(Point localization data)
*** Begin section ***

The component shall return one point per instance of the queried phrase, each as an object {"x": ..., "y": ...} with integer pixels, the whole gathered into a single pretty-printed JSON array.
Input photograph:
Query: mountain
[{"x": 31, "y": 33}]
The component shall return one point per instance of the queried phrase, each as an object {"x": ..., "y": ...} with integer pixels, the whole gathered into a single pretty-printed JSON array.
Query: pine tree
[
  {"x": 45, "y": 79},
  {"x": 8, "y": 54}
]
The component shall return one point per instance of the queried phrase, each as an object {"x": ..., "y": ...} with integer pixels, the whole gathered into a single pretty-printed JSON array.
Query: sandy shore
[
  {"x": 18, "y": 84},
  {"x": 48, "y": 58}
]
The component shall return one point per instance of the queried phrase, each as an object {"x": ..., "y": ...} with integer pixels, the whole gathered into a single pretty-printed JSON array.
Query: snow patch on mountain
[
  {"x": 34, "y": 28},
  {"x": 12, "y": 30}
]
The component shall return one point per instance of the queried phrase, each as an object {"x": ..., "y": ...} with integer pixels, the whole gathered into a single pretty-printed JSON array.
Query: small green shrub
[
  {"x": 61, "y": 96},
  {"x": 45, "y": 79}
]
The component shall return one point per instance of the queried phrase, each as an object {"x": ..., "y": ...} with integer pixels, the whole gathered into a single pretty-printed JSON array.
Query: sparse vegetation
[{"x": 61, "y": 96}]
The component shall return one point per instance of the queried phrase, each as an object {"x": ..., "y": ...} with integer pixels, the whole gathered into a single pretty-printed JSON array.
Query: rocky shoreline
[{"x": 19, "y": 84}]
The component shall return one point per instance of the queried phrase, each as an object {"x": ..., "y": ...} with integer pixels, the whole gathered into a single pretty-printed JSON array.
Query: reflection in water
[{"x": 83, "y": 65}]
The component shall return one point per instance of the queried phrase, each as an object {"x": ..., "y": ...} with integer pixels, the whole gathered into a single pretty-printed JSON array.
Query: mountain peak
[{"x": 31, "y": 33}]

*** End section ***

Work instruction -
Could the data above be returned exactly as it stands?

Task solution -
The component shall return one point per instance of the queried phrase, each as an object {"x": ..., "y": ...} with integer pixels, the whole gathered into a single pretty-printed JSON array.
Input photograph:
Query: mountain
[{"x": 31, "y": 33}]
The component shall return one point per instance of the queried phrase, each as an object {"x": ..., "y": ...} with integer pixels, the whole gathered into a single pretty-printed JSON array.
Query: pine tree
[
  {"x": 45, "y": 79},
  {"x": 8, "y": 54}
]
The component shall return one point per instance of the queried phrase, each as an object {"x": ..., "y": ...} with integer pixels, the whole gathered into a single pretty-printed JSON array.
Query: sandy shore
[
  {"x": 18, "y": 84},
  {"x": 48, "y": 58}
]
The component shall return one point per instance of the queried phrase, each as an object {"x": ..., "y": ...} with integer pixels, the whole gathered into a single pretty-printed JSON array.
Query: snow patch on mountain
[
  {"x": 34, "y": 28},
  {"x": 12, "y": 30}
]
The component shall return one point per instance of the queried phrase, each as an object {"x": ..., "y": ...} with integer pixels, the whole gathered into a single pretty-printed JSON array.
Query: small green shrub
[
  {"x": 61, "y": 96},
  {"x": 45, "y": 79}
]
The component shall return one point per instance of the queried phrase, each as an object {"x": ..., "y": ...} with integer pixels, the whole gathered into a single pretty-printed JSON array.
Query: sparse vegetation
[{"x": 61, "y": 96}]
The component shall return one point per instance of the queried phrase, each as an object {"x": ..., "y": ...} with integer pixels, the whole gathered into a single pretty-printed JSON array.
Query: rocky shoreline
[{"x": 19, "y": 84}]
The component shall return one point per instance of the queried phrase, each as an object {"x": ..., "y": ...} with integer pixels, the whole gathered into a single pretty-printed JSON array.
Query: reflection in water
[{"x": 83, "y": 65}]
The component shall return one point per instance of the queried phrase, each as an object {"x": ..., "y": ...} with integer pixels, the whole gathered into a single pretty-printed JSON array.
Query: mountain peak
[{"x": 31, "y": 33}]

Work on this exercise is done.